[Записи коллекции]
________________________________________

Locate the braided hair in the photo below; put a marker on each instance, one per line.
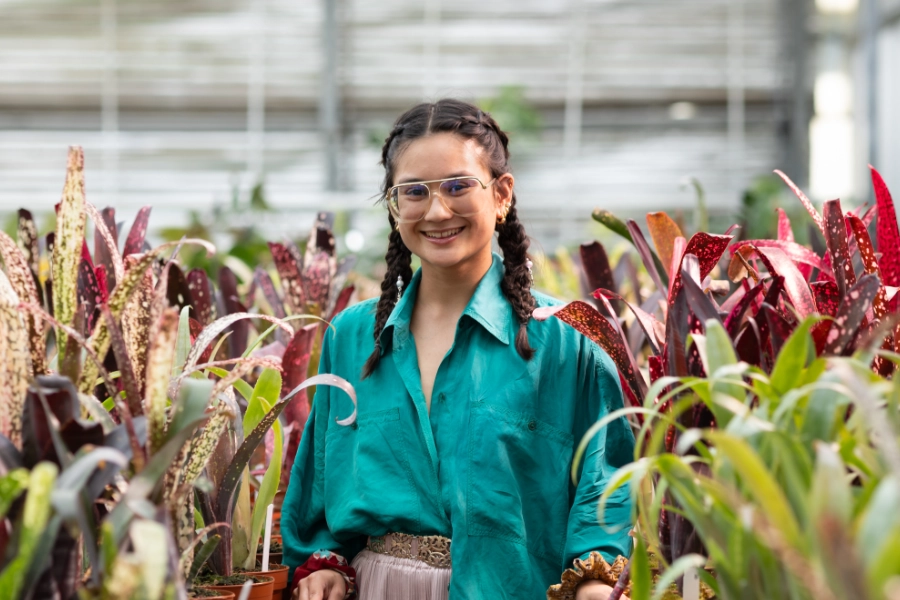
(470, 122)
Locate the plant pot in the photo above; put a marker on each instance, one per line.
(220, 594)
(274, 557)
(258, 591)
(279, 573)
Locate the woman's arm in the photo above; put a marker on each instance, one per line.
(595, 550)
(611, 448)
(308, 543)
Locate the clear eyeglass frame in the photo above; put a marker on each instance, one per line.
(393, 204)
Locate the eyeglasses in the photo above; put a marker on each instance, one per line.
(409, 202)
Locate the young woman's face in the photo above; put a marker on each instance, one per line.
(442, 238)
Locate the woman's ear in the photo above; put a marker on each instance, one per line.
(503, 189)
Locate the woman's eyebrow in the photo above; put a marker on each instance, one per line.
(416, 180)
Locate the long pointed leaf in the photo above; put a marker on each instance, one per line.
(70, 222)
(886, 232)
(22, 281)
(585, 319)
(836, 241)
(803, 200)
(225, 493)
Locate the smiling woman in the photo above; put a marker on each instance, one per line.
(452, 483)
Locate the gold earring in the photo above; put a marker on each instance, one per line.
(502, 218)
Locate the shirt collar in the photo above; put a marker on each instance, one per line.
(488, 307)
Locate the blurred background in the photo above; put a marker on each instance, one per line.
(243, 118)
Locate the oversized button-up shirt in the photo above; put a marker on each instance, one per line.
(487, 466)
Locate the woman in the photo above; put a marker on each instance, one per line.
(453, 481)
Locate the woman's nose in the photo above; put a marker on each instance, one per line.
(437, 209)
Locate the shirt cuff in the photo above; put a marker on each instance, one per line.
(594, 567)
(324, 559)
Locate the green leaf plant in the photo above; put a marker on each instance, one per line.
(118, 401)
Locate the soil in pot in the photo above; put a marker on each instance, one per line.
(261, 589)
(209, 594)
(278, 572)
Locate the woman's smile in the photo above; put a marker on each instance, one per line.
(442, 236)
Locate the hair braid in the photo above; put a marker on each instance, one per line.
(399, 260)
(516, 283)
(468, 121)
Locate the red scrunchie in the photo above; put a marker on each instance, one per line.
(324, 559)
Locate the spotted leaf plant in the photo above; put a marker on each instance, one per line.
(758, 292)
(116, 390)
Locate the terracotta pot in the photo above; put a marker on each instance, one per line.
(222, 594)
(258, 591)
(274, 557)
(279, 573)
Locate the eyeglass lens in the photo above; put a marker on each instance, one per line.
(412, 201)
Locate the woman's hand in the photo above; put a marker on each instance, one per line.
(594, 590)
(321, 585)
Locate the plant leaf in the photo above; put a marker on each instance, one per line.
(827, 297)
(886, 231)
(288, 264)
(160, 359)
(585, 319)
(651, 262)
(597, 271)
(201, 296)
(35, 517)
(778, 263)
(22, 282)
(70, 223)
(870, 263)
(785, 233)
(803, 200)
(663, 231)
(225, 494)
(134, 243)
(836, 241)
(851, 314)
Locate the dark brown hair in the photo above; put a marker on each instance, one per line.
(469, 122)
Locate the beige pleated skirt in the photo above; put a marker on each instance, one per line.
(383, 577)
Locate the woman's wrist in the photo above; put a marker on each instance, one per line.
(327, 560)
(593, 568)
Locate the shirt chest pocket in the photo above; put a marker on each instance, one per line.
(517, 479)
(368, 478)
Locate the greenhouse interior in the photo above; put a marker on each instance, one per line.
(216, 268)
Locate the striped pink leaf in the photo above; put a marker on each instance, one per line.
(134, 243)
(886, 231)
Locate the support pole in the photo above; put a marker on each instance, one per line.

________________________________________

#### Задание для выполнения
Верните все записи выше дословно, строка за строкой, опустив изображения.

#### Результат выполнения
Locate the braided hair in the photo below; put a marker on each instance, one per line.
(470, 122)
Locate the plant pot in the photo above; put a marker on each instance, one per line.
(220, 594)
(274, 557)
(258, 591)
(279, 573)
Locate the woman's arm in the photo above; put a marker on each instance, one per line.
(595, 550)
(611, 448)
(308, 543)
Locate the clear eyeglass frame in the photo above; put a marker on each instance, one per line.
(393, 204)
Locate the eyeglasses in the photo above; put a marker on each instance, one per line.
(409, 202)
Locate the young woman's face in the photo above; put a marker on each instance, one per line.
(442, 238)
Locate the woman's ear in the photo above; put a marker on each instance, one per line.
(503, 189)
Locate the woman's eyebrow in the photo above; put a marker on each instance, one per line.
(416, 180)
Locate the long pointed leaf in the photo above; put a marker on each instance, one per line.
(70, 222)
(886, 232)
(22, 281)
(585, 319)
(836, 241)
(803, 200)
(225, 493)
Locate the smiling woman in the photo above; put a marker on each instance, one per line.
(452, 483)
Locate the gold earring in the photo above; put a marker on each instance, one per line.
(502, 218)
Locate the shirt collar in the photo above; put a marker on each instance, one per line.
(488, 307)
Locate the blurred background in the photo above; put a marker on each instance, one per line.
(243, 118)
Locate the oversized button-up shirt in the photo above; put a marker on each instance, one per line.
(487, 466)
Locate the woman in the photo above; put a marker on each instance, one per line.
(453, 481)
Locate the woman's nose in the photo above; put a marker on each instance, one per line.
(437, 209)
Locate the shirt cuff in the photo above; put a marker on each instance, one per line.
(594, 567)
(324, 559)
Locate the green leaf plant in the photo above; put a marker on each instance, one per line.
(118, 401)
Locate the soil in pot in the photo above; put a marker on each instance, one per line.
(261, 589)
(209, 594)
(278, 572)
Locate the woman's smile in the photo above; put a marker on each instance, one per line.
(442, 236)
Locate the hair braid in the photo above; put a marker on each instance, one per line.
(399, 260)
(516, 283)
(468, 121)
Locate the red scrunchie in the photo above; put a marker on each instance, one per line.
(324, 559)
Locate the spotted leaf plant in the photo above; put a marker on each instance, one per line.
(758, 292)
(116, 390)
Locate the terracotta pot in the photo above; put a marker on each instance, one per line.
(222, 594)
(258, 591)
(274, 557)
(279, 573)
Locate the eyeglass lens in the photo above; put a marker on each instance, one per line.
(412, 201)
Locate the woman's hand in the photo above; put a marker on each instance, one per line.
(594, 590)
(321, 585)
Locate the plant leaf in the photo above; put a marker on each instance, one per line.
(827, 297)
(886, 231)
(288, 264)
(160, 359)
(585, 319)
(651, 262)
(597, 271)
(201, 296)
(35, 517)
(778, 263)
(22, 282)
(70, 223)
(870, 263)
(785, 233)
(803, 200)
(663, 231)
(225, 494)
(134, 243)
(836, 241)
(851, 314)
Locate the dark brown hair in the photo above; put a marker on each instance, one per line.
(469, 122)
Locate the beige pleated skirt in the photo above; put a marker on each instance, one per line.
(383, 577)
Locate the woman's wrist in the photo above; put a marker on each instance, one per line.
(327, 560)
(593, 568)
Locate the shirt chest pocket in the photo above; put a marker on each instance, one per line.
(517, 479)
(368, 478)
Locate the greenhouse interior in the photo above; put a marker on each instance, one per line.
(216, 268)
Locate the striped pink leaf in the photo above; put a marker on each instance, one per line.
(134, 243)
(886, 231)
Locate the support pole in the photo above; put a marker on each instance, one per line.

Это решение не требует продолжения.